Exercise aim: Copy out the items below, switching each "top-left" to "upper-left" and keeping everything else identical.
:::
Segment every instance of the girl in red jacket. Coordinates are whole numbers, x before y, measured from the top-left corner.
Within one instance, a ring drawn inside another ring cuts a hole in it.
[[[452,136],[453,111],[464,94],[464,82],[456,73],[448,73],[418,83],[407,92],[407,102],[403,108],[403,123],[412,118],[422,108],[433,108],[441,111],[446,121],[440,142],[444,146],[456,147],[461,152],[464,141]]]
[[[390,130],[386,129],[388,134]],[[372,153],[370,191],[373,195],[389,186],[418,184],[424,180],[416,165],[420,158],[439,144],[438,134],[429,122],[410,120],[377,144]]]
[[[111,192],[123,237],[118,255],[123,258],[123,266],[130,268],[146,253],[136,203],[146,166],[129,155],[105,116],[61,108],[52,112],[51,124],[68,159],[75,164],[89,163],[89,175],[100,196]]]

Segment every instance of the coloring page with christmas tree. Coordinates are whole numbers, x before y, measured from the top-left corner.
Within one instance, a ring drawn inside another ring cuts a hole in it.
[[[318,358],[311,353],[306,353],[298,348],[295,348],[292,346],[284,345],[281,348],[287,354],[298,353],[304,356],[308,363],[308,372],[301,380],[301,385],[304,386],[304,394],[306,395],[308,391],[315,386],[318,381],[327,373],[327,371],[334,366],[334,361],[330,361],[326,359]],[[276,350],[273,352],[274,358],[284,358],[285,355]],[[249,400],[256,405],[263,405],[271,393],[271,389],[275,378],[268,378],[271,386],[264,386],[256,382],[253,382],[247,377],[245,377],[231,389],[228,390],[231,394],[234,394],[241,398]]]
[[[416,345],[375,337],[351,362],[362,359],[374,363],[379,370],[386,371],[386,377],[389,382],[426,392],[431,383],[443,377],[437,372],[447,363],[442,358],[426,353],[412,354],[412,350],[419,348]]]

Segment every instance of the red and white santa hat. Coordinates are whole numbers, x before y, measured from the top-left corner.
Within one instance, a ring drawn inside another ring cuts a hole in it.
:::
Response to this task:
Segment every instance of the girl in red jacket. Coordinates are whole numbers, x before y, measured from the upper-left corner.
Within one instance, a ring drawn inside another ring cuts a hole in it.
[[[452,136],[453,111],[464,94],[464,82],[456,73],[448,73],[418,83],[407,92],[407,102],[403,108],[403,123],[412,118],[422,108],[433,108],[441,111],[446,121],[440,142],[444,146],[456,147],[461,152],[464,141]]]
[[[390,130],[386,129],[388,134]],[[372,153],[370,191],[373,195],[389,186],[418,184],[424,180],[416,165],[420,158],[439,144],[438,134],[429,122],[410,120],[377,144]]]
[[[111,192],[123,237],[118,255],[123,258],[123,266],[130,268],[146,253],[136,203],[146,166],[129,155],[105,116],[61,108],[52,112],[51,124],[68,159],[75,164],[89,163],[89,175],[100,196]]]

Segment every instance of the coloring page with christmas tree. Coordinates are whole numbers, x before y, measured from the upper-left corner.
Within one instance, a ring drawn inside another ring cuts a hole in it.
[[[318,358],[311,353],[306,353],[298,348],[295,348],[292,346],[284,345],[281,348],[287,354],[298,353],[304,356],[308,363],[308,372],[301,380],[301,385],[304,386],[304,394],[306,395],[308,391],[315,386],[318,381],[327,373],[327,371],[334,366],[334,361],[330,361],[326,359]],[[276,350],[273,352],[274,358],[284,358],[285,355]],[[249,400],[256,405],[263,405],[271,393],[271,389],[275,378],[268,378],[271,386],[264,386],[256,382],[253,382],[247,377],[245,377],[231,389],[228,390],[231,394],[234,394],[241,398]]]
[[[416,345],[375,337],[351,362],[362,359],[374,363],[379,370],[386,371],[386,377],[389,382],[426,392],[431,383],[443,377],[437,372],[447,363],[442,358],[426,353],[412,354],[412,350],[419,348]]]

Segment every instance of the red and white santa hat. Coordinates are whole numbers, x before y, measured from the upper-left corner.
Within one instance, a ring drawn inside another ring cuts a hole in it.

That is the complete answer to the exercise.